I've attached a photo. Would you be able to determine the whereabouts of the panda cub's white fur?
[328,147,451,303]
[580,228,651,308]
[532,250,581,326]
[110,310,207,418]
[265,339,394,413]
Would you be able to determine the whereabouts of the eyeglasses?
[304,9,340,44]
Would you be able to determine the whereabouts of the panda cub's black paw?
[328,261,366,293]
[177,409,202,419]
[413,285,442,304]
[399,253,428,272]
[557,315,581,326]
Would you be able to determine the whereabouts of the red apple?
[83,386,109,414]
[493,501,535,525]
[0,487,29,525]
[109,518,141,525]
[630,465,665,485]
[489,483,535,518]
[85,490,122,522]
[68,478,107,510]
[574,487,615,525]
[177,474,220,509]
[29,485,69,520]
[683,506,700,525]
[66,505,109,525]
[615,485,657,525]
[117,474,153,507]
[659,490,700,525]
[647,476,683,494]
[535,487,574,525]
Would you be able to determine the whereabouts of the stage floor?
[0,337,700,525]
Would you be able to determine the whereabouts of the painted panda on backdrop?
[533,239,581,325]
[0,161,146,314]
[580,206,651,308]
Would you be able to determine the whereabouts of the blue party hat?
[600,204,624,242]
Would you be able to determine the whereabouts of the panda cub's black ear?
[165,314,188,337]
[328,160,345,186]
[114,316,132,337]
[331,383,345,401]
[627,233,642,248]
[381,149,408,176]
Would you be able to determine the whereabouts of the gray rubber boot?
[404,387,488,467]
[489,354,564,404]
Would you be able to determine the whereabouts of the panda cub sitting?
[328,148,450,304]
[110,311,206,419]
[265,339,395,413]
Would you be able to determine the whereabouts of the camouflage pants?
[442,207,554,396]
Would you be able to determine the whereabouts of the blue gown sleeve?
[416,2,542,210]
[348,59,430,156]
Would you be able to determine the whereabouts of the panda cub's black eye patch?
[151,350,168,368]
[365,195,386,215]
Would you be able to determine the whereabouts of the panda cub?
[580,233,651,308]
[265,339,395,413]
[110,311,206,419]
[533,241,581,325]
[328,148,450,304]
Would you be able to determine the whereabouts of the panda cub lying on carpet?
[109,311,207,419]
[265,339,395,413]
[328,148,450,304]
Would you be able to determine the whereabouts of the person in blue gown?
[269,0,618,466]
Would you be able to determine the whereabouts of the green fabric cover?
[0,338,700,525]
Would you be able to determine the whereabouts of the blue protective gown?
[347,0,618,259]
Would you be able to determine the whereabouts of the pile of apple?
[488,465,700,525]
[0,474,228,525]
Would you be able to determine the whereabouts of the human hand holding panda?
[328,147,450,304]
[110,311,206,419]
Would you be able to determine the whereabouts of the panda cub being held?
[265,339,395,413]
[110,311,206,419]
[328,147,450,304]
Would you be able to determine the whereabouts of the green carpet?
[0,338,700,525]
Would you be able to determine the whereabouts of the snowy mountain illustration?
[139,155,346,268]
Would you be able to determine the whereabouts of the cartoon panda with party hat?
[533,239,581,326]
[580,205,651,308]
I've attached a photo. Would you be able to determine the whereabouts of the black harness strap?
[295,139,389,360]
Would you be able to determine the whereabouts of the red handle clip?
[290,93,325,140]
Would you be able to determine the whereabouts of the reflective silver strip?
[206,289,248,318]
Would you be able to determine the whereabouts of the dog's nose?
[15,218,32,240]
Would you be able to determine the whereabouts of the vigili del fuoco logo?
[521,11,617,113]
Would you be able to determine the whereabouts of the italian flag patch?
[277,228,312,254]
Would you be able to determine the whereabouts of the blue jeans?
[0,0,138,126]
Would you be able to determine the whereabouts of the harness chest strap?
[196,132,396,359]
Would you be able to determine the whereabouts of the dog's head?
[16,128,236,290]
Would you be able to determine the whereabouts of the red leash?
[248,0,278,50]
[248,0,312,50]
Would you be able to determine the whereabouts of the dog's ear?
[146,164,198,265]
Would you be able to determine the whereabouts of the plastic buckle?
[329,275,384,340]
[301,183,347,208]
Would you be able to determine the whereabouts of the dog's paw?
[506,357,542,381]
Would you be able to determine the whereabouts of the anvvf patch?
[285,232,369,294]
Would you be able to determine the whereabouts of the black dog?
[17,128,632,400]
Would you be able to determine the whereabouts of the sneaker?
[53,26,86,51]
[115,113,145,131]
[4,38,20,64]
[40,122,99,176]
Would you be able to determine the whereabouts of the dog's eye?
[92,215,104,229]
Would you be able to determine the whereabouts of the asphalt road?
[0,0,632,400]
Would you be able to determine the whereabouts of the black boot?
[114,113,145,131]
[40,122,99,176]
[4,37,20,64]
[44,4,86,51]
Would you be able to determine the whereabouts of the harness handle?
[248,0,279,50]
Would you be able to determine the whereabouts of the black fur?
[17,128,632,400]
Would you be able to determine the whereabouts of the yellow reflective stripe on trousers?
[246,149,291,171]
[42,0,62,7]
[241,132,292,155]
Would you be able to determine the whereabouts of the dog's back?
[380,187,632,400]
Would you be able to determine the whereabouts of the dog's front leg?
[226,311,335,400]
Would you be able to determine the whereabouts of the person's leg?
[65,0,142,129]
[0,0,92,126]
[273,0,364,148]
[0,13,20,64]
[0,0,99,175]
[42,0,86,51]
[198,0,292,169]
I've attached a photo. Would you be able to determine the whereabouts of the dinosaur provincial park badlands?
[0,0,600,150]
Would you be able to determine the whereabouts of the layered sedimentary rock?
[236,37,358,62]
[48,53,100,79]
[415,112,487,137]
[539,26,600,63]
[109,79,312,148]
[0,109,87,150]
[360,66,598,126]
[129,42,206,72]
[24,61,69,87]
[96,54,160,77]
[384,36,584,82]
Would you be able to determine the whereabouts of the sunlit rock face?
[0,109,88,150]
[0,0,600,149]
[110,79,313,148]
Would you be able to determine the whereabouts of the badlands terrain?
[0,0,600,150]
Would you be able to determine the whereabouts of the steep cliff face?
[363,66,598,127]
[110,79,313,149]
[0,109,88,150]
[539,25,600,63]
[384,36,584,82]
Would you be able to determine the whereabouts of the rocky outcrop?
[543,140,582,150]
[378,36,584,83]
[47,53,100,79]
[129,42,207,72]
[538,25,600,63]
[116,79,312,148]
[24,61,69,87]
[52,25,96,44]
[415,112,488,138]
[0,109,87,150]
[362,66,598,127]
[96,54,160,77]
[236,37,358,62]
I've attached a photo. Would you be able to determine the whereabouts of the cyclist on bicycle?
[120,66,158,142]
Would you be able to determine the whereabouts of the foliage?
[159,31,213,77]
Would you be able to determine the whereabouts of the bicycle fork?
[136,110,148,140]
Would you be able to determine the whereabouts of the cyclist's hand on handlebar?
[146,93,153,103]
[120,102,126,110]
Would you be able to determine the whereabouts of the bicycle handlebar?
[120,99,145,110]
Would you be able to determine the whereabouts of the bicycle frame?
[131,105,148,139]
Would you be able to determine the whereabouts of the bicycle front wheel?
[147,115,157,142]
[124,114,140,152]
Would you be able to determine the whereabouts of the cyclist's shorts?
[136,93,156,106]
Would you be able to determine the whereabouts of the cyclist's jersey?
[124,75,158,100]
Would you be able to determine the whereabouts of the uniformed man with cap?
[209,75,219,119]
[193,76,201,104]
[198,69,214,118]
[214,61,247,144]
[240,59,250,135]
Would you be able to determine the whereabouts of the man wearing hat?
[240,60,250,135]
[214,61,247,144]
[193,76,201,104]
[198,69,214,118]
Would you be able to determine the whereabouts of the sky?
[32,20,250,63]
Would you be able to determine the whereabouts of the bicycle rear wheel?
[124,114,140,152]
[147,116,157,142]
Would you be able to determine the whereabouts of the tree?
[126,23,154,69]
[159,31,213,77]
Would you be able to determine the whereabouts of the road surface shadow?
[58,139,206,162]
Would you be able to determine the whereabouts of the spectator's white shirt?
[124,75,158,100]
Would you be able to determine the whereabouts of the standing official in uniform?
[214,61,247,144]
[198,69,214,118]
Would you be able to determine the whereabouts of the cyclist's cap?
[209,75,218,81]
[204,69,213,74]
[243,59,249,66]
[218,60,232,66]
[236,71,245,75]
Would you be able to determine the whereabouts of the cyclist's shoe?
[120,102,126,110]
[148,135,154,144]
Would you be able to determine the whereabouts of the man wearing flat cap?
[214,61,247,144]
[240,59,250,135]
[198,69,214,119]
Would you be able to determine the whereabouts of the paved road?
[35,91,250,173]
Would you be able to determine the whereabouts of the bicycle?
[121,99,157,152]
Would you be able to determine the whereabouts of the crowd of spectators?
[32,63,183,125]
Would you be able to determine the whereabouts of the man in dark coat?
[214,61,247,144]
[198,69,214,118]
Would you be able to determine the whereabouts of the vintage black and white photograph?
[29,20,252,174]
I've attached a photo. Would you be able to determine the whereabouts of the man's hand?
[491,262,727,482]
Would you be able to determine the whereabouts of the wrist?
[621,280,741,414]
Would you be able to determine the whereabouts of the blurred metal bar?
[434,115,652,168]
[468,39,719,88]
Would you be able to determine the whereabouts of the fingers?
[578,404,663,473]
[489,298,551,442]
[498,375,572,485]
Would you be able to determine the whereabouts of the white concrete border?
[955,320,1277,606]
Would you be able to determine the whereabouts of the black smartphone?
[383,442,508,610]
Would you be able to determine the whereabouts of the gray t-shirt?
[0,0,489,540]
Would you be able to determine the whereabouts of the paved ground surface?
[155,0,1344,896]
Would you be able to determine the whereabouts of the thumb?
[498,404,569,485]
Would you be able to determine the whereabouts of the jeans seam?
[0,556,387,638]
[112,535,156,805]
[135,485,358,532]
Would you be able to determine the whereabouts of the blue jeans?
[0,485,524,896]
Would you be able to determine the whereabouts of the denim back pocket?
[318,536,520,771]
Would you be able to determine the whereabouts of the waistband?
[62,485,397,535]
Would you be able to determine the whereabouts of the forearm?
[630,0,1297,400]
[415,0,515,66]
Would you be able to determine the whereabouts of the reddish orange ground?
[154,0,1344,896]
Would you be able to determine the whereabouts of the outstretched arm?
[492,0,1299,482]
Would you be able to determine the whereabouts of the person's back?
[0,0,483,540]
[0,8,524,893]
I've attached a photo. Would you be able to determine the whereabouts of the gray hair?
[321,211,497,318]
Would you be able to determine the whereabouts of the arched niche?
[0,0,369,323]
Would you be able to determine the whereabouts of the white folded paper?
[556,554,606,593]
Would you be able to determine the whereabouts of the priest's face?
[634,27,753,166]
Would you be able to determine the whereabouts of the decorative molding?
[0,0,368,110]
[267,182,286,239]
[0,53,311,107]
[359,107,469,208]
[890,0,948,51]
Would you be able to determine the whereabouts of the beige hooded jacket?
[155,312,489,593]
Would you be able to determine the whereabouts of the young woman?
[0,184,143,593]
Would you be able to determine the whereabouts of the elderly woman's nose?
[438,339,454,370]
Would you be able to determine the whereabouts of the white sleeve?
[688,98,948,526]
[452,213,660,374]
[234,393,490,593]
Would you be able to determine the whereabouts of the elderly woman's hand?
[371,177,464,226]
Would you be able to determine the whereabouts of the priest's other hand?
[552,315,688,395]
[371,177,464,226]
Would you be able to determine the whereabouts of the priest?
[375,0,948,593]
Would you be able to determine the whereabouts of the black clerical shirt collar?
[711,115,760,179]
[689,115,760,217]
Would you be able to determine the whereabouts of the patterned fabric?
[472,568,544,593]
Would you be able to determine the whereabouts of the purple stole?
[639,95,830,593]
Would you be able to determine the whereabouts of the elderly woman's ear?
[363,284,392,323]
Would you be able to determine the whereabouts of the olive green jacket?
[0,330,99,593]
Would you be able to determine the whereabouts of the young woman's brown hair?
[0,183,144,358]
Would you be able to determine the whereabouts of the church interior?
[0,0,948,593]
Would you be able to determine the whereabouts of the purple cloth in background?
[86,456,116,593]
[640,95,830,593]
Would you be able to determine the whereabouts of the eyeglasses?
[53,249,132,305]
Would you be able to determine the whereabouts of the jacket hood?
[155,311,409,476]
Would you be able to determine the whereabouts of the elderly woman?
════
Directions - Copy out the material starting at the line containing "Would you be able to determine the whereabouts of the reddish" and ending at the line containing "[438,339,454,370]", with both of those lines included. Swap "beige" for "tan" and leave everything else unchanged.

Full solution -
Would you be able to determine the whereabouts of the reddish orange ground?
[154,0,1344,896]
Would you be able to determine the whereabouts of the outstretched arm?
[492,0,1299,482]
Would you be able to determine the whereabouts of the person's back?
[0,0,483,540]
[0,8,524,893]
I've attached a photo. Would you be able to determine the whereabouts of the gray hair?
[321,211,497,318]
Would you be able to determine the whereabouts of the arched niche?
[0,0,369,323]
Would you be able to determine the whereabouts of the white folded paper?
[556,554,606,593]
Would you be able to determine the whereabouts of the priest's face?
[634,27,753,166]
Would you be able to determine the whereabouts of the decorative molding?
[0,0,368,110]
[267,182,286,239]
[0,53,311,107]
[359,107,469,208]
[890,0,948,51]
Would you be able to determine the whereabouts of the tan hooded jacket?
[155,312,489,593]
Would you be able to determine the whereabouts of the young woman?
[0,184,143,593]
Would you be able to determine the whereabouts of the elderly woman's nose?
[438,339,454,370]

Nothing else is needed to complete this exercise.